PROBLEM STATEMENT: In the records below, find the line containing "Make sure each instance of the cracked" and retype it and every line after it exactly, adding nothing.

DATA UNDER STUDY:
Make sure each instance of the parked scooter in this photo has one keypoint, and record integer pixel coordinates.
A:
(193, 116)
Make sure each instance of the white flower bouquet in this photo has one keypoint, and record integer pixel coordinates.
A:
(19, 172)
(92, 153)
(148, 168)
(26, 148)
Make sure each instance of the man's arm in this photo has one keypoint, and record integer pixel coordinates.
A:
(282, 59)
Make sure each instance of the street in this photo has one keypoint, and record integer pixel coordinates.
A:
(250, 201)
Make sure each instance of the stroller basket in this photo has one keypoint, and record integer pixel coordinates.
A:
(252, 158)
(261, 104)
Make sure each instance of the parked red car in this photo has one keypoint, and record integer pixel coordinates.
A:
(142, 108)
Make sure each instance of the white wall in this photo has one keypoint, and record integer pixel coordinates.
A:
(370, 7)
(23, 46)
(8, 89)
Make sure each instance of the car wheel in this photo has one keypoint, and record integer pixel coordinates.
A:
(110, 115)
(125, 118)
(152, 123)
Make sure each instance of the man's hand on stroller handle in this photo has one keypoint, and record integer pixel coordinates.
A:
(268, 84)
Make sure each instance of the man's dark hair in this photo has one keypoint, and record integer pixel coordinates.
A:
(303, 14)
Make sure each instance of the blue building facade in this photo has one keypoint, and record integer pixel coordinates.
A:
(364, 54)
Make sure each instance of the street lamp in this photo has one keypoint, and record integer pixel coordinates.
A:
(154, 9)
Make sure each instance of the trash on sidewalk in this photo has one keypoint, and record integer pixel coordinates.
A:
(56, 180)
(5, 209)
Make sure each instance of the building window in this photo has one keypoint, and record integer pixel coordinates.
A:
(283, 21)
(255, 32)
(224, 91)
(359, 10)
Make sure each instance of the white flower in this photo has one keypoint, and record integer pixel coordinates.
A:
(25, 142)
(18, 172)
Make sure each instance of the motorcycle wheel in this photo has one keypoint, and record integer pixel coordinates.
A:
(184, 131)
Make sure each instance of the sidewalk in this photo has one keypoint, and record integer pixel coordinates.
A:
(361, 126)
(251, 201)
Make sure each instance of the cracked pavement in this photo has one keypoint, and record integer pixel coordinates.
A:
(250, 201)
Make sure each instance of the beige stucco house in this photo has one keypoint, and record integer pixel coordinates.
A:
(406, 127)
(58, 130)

ANSWER BOX:
Make sure each instance of the cracked pavement in this photo has one keypoint, and record integer pixel coordinates.
A:
(250, 201)
Make sure each instance of the beige stucco house in this photo has one keypoint, and record integer pixel coordinates.
A:
(406, 127)
(58, 130)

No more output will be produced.